▶ [DATASET ROWS]

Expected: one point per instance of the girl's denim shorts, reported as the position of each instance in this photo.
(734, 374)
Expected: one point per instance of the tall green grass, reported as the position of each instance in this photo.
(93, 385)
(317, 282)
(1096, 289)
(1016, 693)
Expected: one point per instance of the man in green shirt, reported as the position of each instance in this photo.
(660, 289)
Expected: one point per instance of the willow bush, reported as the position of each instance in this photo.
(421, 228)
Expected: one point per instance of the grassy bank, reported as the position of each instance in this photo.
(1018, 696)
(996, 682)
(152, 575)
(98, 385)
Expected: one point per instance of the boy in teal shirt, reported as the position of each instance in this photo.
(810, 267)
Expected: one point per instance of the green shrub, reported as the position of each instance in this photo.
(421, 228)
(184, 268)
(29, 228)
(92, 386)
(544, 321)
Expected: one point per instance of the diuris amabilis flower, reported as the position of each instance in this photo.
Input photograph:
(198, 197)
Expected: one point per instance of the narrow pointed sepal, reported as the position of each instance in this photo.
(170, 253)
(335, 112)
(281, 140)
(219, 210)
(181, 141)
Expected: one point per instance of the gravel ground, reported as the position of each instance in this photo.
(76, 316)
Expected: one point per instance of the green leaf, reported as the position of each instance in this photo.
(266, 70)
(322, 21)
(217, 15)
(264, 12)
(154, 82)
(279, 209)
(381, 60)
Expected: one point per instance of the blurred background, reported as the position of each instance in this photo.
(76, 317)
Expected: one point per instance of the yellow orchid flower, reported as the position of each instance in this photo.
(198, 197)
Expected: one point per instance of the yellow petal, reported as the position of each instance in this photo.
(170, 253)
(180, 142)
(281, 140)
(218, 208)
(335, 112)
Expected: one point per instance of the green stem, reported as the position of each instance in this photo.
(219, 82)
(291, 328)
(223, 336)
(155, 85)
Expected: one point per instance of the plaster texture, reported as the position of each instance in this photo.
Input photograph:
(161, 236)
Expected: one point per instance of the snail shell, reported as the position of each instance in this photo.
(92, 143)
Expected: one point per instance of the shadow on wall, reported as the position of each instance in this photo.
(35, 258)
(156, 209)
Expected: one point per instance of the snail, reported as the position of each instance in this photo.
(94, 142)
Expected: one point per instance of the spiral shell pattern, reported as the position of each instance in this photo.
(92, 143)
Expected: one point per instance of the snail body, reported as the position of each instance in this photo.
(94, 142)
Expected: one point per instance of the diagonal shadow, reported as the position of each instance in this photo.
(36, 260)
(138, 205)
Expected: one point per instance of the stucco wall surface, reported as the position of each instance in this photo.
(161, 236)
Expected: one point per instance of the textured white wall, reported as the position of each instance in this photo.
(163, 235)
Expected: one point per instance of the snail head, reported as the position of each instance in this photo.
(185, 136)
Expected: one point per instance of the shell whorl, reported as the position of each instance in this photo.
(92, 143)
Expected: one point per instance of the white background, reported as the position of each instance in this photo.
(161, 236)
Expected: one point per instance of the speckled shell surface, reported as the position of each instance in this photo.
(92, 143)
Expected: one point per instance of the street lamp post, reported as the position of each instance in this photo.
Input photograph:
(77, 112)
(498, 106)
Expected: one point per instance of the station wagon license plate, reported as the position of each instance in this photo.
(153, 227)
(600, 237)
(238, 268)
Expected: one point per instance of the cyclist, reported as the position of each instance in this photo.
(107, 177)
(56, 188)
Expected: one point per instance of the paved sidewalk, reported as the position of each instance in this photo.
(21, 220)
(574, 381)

▶ [GIVEN TASK] Give back exactly the lines beginning at the one with "Expected: one point per instance of the stucco" and ending at the final line of the material; both boundary lines belong in it.

▶ [ANSWER TO THE EXERCISE]
Expected: one point per instance of the stucco wall surface, reported as the position of each instance in this photo.
(161, 236)
Expected: one point per instance of the textured white wall, reported as the position of each instance in this photo.
(163, 235)
Expected: one point per instance of the snail head, reported as the position of each instance in this photo.
(185, 136)
Expected: one point per instance of the shell whorl, reported as the position of each instance in this photo.
(92, 143)
Expected: one point per instance of the white background, reported as the position of each instance in this photo.
(161, 236)
Expected: one point per instance of the speckled shell surface, reported as the position of each instance in this photo.
(92, 143)
Expected: one point per instance of the street lamp post, reported as the position of each instance in this photo.
Input photograph:
(77, 112)
(498, 106)
Expected: one point per instance of the station wagon license plate, reported as the position of each instance in this photo.
(153, 227)
(600, 237)
(238, 268)
Expected: one point per instance of the cyclist, reported as the position of each instance in this photo.
(107, 177)
(56, 188)
Expected: one point per instance of the paved sidewalk, reported as the position of each instance in this photo.
(21, 220)
(574, 381)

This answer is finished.